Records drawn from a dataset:
BEGIN
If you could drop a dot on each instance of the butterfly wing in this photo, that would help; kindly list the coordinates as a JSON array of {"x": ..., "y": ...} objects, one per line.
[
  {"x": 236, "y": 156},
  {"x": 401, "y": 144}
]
END
• Directions for this task
What is needed is a word-for-word copy of all the records above.

• Final answer
If you could drop a dot on each instance of the butterfly wing in this photo, that would help; kindly list the coordinates as a JSON array of {"x": ..., "y": ...} objects, one per line.
[
  {"x": 236, "y": 156},
  {"x": 401, "y": 144}
]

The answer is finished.